Task
Using the records below, find how many lines hold the word "wheel" and reply with only that number.

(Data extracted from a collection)
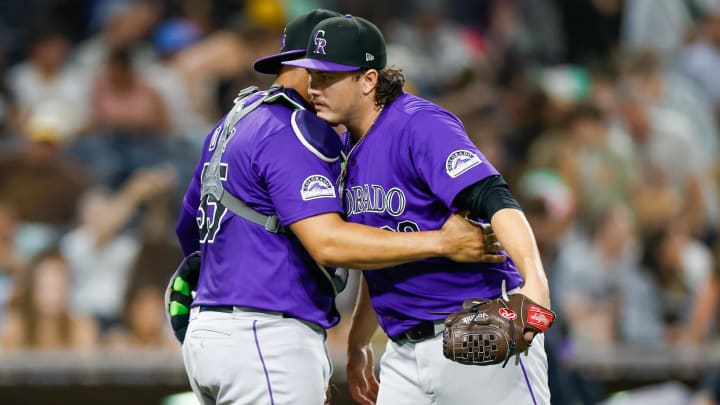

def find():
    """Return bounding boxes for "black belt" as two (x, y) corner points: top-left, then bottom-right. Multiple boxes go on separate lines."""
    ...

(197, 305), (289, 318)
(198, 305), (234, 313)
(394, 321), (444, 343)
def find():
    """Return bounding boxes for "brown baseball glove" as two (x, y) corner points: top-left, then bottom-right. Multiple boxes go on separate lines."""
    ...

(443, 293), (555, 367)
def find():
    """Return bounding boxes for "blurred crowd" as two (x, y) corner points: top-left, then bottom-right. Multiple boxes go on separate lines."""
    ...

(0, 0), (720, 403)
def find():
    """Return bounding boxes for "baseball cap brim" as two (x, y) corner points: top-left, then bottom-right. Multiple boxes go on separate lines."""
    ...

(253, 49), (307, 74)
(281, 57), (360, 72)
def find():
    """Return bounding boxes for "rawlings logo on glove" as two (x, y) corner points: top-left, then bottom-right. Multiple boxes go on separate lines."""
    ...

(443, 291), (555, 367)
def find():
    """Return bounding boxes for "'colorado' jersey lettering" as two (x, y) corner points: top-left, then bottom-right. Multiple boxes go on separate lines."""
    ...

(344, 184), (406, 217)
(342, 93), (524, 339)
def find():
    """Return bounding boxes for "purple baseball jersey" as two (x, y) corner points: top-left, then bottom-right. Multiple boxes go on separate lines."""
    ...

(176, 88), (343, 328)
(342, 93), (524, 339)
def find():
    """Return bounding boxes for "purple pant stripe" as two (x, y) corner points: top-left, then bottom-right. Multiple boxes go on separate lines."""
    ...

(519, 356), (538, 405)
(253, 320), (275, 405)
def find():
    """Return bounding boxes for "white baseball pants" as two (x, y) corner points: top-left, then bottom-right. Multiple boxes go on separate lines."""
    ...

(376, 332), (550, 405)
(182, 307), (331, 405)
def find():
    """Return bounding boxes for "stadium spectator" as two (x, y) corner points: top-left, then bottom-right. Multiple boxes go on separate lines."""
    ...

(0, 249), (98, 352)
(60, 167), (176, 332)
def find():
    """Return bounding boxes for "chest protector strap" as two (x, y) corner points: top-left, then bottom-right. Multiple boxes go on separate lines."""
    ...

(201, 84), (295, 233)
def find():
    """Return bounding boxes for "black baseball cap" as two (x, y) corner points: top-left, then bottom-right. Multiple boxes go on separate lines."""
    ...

---

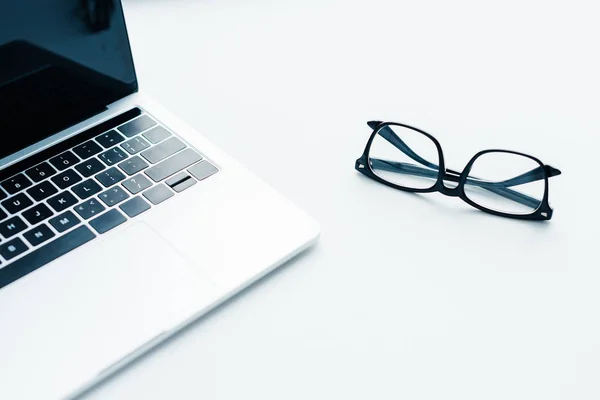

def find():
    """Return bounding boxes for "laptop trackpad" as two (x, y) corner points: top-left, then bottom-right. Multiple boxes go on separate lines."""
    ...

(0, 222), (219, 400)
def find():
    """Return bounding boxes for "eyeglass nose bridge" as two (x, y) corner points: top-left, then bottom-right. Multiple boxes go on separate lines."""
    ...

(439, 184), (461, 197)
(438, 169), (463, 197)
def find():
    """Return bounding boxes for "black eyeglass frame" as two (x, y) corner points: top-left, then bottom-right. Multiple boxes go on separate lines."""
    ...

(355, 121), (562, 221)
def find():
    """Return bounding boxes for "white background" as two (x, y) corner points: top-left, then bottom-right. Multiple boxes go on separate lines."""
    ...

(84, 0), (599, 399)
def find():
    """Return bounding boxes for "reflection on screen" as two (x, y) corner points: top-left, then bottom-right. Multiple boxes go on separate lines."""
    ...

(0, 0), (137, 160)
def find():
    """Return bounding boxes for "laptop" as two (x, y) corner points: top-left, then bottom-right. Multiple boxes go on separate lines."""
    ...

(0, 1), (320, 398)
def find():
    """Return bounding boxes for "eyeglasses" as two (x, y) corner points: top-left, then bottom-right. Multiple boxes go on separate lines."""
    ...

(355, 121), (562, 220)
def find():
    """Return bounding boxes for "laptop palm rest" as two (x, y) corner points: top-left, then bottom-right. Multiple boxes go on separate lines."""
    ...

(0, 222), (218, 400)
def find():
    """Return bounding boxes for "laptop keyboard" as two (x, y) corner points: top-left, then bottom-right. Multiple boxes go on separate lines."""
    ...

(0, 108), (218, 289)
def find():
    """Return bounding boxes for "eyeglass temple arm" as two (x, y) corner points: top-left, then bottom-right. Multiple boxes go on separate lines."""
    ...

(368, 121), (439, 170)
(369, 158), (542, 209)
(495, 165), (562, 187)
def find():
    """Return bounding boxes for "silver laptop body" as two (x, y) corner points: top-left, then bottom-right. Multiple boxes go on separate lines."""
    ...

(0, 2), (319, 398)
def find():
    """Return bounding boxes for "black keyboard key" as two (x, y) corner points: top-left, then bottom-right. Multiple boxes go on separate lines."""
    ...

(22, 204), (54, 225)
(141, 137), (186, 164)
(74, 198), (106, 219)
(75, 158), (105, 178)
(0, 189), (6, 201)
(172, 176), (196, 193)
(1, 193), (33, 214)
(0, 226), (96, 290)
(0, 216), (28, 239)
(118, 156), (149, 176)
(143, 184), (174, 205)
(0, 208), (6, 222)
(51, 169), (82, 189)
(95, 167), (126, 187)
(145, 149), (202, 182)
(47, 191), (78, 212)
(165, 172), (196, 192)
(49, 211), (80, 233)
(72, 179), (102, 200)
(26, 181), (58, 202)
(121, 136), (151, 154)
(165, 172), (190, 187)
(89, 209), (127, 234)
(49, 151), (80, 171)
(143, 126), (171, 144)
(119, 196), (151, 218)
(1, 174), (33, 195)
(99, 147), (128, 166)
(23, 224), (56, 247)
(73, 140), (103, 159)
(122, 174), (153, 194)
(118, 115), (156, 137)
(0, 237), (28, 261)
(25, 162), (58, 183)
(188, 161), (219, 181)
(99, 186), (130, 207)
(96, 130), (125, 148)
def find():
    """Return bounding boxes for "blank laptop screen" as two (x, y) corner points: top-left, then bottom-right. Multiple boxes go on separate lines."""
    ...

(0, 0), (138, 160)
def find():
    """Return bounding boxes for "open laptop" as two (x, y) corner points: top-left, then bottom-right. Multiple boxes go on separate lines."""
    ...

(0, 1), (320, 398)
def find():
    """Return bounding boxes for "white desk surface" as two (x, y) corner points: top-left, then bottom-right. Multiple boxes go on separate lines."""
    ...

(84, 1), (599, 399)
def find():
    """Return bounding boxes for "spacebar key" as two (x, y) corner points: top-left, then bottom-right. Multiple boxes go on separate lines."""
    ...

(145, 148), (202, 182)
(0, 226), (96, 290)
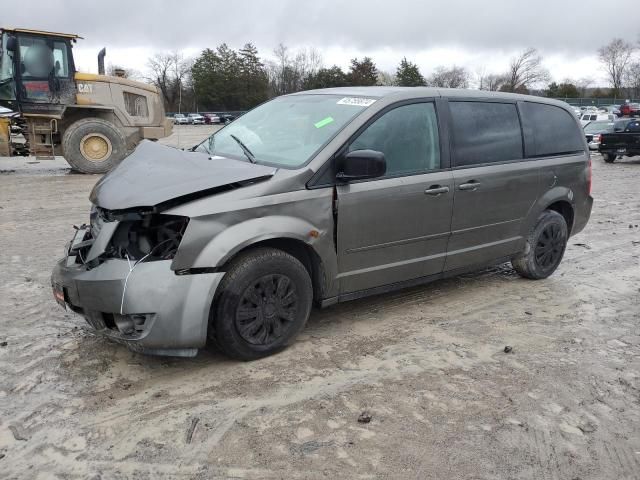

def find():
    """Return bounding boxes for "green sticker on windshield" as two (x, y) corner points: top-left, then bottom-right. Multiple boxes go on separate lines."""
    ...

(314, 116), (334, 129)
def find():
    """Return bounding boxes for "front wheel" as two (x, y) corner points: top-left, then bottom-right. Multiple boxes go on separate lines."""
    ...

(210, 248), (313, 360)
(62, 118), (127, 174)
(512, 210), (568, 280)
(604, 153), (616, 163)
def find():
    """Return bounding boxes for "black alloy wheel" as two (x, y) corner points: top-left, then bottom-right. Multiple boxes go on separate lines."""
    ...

Task response
2